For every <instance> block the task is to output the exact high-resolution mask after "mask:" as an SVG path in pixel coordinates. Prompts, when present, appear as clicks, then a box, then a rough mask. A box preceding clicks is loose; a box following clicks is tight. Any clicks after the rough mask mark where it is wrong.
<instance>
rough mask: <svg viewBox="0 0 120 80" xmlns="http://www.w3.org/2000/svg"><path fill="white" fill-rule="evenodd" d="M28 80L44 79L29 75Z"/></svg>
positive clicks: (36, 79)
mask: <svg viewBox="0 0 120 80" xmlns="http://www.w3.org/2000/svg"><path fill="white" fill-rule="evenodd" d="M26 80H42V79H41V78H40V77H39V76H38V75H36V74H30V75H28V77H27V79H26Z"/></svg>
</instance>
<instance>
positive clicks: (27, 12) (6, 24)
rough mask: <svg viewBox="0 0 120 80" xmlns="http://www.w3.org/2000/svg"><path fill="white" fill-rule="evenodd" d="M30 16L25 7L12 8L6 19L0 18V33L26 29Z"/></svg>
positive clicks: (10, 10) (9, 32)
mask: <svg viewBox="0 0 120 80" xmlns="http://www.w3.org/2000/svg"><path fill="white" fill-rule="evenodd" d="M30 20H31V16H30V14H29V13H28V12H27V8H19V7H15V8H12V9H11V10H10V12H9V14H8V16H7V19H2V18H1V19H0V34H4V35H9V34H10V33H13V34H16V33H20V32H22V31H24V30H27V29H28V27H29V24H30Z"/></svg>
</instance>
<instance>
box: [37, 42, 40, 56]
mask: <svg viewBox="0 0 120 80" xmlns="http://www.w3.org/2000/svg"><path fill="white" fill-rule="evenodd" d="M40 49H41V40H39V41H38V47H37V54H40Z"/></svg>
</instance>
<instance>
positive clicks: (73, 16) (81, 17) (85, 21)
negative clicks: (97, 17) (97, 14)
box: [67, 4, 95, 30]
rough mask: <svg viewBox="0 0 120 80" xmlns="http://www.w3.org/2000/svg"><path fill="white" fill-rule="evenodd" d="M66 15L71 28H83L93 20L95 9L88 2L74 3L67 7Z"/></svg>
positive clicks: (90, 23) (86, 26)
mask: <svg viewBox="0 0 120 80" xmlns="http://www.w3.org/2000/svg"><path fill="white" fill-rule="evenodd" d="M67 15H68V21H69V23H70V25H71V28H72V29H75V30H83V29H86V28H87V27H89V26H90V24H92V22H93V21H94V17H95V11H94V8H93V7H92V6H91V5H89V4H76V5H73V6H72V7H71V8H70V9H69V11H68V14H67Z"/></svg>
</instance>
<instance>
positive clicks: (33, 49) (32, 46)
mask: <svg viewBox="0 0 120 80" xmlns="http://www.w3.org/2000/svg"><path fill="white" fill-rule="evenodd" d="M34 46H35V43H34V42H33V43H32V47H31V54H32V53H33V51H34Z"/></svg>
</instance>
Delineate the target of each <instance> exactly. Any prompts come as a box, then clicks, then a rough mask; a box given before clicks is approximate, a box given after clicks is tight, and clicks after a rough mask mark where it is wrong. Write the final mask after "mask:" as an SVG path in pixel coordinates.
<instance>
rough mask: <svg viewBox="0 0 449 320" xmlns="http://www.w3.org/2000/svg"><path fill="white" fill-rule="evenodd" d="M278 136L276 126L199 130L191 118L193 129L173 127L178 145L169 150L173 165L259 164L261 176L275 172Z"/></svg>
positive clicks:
--------------------------------------------------
Copy out each line of the data that includes the string "where".

▸ **SOLUTION BELOW**
For every <instance> block the task is to output the exact high-resolution mask after "mask:" as an SVG path in pixel coordinates. Prompts, when present, appear as clicks, then a box, then a rough mask. A box preceding clicks is loose; a box following clicks is tight. Any clicks after the rough mask mark where it is wrong.
Delineate the target of each <instance> exactly. Any prompts come as a box, then clicks, then a rough mask; a box given before clicks is approximate, a box given after clicks is tight, and clicks after a rough mask mark where it is wrong. Write the final mask after "mask:" as an SVG path in pixel coordinates.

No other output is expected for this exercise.